----- Text excerpt -----

Reading Circuit Diagrams

A regular column that explains the electronics of music

The ability to look at a circuit diagram and fully understand each part of the circuit, plus the overall working of the unit, is something that can only be achieved after a great deal of experience and knowledge have been attained. Even then there are so many areas of specialist interest that it is unlikely that anyone can comprehend every circuit. However, translating a circuit diagram just in terms of how the various components are interconnected is a much more simple process, but is nevertheless a very useful asset for the musician using electronic equipment. Furthermore, many of the articles in E&MM have circuit diagrams which can give you a practical insight into the workings of instruments and projects.

In essence, circuit diagrams are very straightforward and simple to understand with lines being used to represent wires that connect the various components together, and the components being represented by symbols. The main difficulty in translating the diagram into actual wires and components is that there is no real standardisation of the symbols used, although if a little common sense is employed this should not be a great problem in practice. Another problem is merely that two components that are physically quite different can have the same circuit symbol.

Figure 1.

Where two lines on a circuit diagram meet and there is a dot at the junction of the two, as shown in Figure 1(a), this means that the two wires connect together. If the two lines cross over and there is no dot, or one line is looped over the other, as shown in Figure 1(b), the two wires do not connect to one another. Note that dots are only used to show connections at "T" junctions on the diagram, and in Figure 1(c) for example, where no dots are used, the capacitor is in fact connected across the resistor.

Some of the more common circuit symbols appear in Figure 1. Here symbols (a) to (e) are all capacitors of various types and are respectively an ordinary capacitor, an electrolytic capacitor, a polarised non-electrolytic capacitor (such as a tantalum type), a trimmer capacitor, and a variable capacitor. Electrolytic and other polarised capacitors normally have a "+" sign marked on the body of the component to show which lead is which, and electrolytic capacitors sometimes have an indentation around one end of the component's body to indicate that the positive leadout emanates from this end of the component.

The symbols shown in (f) to (h) are for various types of resistor, and respectively represent an ordinary (fixed value) resistor, a preset resistor, and a variable resistor or potentiometer. The alternative symbols shown in (i) to (k) are often used instead of those shown in (f) to (h).

-----

In two sentences, what does the column on reading circuit diagrams explain?

----- Extracted data -----

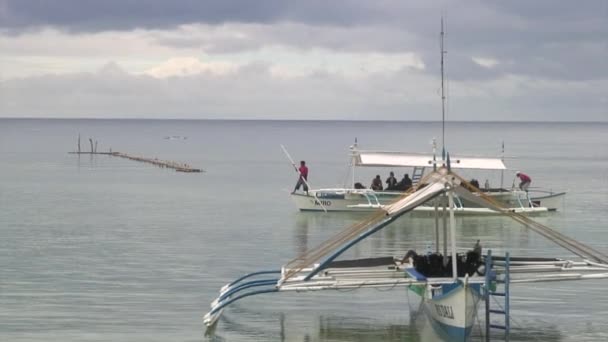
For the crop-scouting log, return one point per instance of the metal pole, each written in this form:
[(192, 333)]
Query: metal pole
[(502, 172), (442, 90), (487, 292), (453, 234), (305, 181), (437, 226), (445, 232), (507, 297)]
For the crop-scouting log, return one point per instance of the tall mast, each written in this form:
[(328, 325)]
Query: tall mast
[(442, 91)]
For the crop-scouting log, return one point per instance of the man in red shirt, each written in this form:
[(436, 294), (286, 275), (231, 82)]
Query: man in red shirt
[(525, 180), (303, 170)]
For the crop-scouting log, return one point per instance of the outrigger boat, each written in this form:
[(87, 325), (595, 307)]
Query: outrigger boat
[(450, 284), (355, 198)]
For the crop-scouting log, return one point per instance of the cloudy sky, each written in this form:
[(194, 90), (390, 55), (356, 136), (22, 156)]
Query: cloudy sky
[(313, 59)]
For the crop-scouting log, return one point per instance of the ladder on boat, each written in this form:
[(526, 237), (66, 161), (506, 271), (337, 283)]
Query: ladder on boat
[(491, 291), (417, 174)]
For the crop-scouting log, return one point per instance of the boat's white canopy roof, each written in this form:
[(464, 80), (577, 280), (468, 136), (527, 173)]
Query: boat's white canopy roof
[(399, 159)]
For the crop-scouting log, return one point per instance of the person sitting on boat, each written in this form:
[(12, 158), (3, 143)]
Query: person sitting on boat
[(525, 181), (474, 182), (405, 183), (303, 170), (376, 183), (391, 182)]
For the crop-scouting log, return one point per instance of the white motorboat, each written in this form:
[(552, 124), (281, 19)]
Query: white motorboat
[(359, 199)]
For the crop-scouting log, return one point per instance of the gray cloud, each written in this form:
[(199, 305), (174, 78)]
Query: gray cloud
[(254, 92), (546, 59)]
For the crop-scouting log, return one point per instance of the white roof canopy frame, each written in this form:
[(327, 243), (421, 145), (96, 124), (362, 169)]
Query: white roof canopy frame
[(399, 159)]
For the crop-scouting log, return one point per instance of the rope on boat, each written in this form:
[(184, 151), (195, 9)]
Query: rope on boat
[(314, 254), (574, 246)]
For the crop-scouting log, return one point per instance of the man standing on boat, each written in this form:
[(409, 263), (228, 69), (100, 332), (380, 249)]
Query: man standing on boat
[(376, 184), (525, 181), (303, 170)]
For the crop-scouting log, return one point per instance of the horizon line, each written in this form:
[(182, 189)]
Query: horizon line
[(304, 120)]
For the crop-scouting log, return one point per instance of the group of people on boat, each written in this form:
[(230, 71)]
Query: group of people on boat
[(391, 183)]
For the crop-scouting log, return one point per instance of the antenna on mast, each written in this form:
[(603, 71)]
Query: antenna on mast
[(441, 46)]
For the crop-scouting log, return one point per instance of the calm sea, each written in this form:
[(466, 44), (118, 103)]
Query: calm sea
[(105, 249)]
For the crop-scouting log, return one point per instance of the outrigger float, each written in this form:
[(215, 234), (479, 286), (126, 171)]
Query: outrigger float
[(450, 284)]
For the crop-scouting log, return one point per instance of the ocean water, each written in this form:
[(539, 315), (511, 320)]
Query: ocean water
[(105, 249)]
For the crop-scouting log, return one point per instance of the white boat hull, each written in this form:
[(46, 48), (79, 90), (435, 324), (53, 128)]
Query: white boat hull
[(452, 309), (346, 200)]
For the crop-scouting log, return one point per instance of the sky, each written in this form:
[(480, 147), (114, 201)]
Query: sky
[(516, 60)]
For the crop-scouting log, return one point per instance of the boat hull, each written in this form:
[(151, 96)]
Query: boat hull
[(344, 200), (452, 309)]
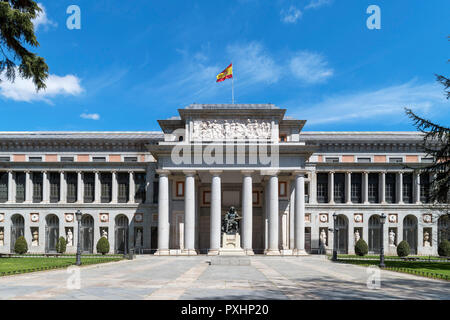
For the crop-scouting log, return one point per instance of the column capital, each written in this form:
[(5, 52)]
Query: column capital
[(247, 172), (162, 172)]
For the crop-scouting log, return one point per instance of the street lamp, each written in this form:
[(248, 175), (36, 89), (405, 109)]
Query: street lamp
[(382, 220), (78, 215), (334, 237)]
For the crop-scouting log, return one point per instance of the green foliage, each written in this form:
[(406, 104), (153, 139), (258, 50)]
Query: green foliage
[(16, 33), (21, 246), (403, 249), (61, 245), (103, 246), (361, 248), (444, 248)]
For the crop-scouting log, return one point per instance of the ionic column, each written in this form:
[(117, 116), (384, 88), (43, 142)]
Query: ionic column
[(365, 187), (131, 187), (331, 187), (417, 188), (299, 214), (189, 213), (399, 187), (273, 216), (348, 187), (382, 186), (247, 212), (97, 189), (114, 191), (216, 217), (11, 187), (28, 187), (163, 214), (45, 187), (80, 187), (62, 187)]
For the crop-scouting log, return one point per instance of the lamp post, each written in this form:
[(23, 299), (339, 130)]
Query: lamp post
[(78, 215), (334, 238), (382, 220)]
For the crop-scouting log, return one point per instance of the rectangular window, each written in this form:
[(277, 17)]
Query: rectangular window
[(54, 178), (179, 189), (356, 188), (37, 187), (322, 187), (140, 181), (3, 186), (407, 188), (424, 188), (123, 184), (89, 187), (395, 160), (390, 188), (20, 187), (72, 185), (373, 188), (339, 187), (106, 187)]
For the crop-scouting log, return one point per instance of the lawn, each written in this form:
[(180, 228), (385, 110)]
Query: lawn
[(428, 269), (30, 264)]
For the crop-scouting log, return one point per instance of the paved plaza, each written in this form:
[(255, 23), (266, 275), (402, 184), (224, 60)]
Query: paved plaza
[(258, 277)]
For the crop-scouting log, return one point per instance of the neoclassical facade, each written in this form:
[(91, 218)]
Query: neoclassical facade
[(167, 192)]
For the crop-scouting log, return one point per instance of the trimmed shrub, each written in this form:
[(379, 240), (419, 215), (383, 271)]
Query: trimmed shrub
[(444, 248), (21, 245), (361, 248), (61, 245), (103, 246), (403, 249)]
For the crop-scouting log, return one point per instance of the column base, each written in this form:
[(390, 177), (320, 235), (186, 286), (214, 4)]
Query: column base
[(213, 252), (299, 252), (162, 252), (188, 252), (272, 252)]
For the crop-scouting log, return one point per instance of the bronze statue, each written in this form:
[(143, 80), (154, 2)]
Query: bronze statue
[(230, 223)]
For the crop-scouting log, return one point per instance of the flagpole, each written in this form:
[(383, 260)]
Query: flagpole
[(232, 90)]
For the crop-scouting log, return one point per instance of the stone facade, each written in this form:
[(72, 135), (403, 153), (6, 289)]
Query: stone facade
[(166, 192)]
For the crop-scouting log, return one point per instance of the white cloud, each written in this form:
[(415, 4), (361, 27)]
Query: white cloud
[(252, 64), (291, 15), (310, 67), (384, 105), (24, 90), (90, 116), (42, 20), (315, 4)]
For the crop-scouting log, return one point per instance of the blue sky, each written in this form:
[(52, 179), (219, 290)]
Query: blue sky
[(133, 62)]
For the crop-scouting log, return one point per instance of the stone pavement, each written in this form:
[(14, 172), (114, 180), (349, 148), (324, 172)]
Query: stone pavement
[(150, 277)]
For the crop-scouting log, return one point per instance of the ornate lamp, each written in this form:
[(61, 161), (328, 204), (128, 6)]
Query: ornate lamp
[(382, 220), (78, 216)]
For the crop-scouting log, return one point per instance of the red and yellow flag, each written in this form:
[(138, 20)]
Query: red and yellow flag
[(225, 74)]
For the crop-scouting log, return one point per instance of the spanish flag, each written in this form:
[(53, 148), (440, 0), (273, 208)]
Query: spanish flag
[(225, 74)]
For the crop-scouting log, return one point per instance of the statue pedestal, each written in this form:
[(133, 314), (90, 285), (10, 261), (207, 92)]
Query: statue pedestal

-----

_Exercise result_: Working out how the components in a circuit diagram are interconnected is much simpler than fully understanding the circuit, and it is a useful skill for musicians who use electronic equipment. Diagrams use lines for wires and symbols for components, with a dot at a junction showing that two wires connect, though the symbols are not standardized and physically different components can share the same symbol.